WRITTEN TASK:
Rescale every line from the start of the rows through the line containing "point(663, 321)", inclusive, writing all of them out again, requests included. Multiply each answer coordinate by 2.2 and round to a whole number with halves going up, leaving the requests and their format samples unchanged.

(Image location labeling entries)

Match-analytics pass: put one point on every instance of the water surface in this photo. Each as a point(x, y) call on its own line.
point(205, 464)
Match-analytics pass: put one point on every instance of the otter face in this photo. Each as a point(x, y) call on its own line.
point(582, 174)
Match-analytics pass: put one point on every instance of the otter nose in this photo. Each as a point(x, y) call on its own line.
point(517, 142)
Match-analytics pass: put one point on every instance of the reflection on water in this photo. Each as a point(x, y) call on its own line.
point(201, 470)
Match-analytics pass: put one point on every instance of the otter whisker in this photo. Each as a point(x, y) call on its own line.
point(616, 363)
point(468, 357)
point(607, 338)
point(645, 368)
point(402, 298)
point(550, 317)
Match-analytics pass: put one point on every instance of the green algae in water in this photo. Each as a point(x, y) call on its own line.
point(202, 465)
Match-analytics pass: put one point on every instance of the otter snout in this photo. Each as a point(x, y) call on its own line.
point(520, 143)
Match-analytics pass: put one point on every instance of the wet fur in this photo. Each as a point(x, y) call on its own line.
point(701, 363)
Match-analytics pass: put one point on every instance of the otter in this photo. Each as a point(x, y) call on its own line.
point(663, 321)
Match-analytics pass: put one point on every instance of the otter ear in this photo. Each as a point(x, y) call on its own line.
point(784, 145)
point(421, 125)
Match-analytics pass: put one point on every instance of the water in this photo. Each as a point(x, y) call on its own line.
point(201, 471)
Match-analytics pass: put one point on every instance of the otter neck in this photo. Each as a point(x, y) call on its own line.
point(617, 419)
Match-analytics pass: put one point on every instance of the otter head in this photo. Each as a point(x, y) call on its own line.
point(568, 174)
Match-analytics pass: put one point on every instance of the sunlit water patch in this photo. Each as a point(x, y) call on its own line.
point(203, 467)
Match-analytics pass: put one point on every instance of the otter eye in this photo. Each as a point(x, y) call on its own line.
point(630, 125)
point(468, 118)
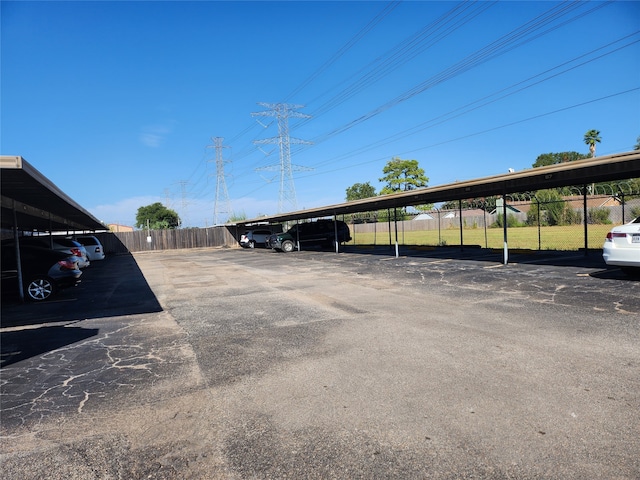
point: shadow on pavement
(111, 287)
(19, 345)
(590, 259)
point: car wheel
(287, 246)
(40, 289)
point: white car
(94, 248)
(622, 247)
(254, 237)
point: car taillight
(612, 235)
(68, 264)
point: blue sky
(117, 102)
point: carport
(32, 203)
(579, 173)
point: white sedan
(622, 247)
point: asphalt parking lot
(234, 364)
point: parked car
(44, 271)
(252, 238)
(94, 248)
(622, 247)
(320, 232)
(59, 244)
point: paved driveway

REPLY:
Match-analytics pass: put one point on every instance of the water surface in this photo. Each as a point(x, y) call on its own line.
point(451, 1021)
Match-analytics pass: put one point on every instance of the otter face in this photo. Each as a point(x, y) call on its own line.
point(1280, 383)
Match-analytics pass: put one point on every instance of the otter nose in this photo. Each as a point(x, y) call on its own line.
point(1137, 312)
Match-analytics pass: put one point on every instance of the reflection on water in this photo. Each as a point(x, y) call on its own line.
point(442, 1034)
Match-analytics pass: put one point on every instance of the otter whisker in this photo. Each as a point(x, y) call on its own line.
point(1355, 799)
point(1030, 785)
point(1335, 744)
point(1419, 810)
point(884, 656)
point(1210, 697)
Match-analytics pass: put one point on every instance of the green algae in water in this photo. Each as a point(x, y) call on its own line.
point(444, 1023)
Match-analytics pass: put one point on every instance of the otter snout in this photo. Each as a point(x, y) call on its own line.
point(1144, 315)
Match-analytics pass: put one point on every instance of the wet fur in this photo. Each as a point(x, y) call on its own line.
point(1542, 799)
Match-analytics pass: put one point on every instance of the otter in this photo. Each as a point(x, y) call on its own line.
point(1459, 706)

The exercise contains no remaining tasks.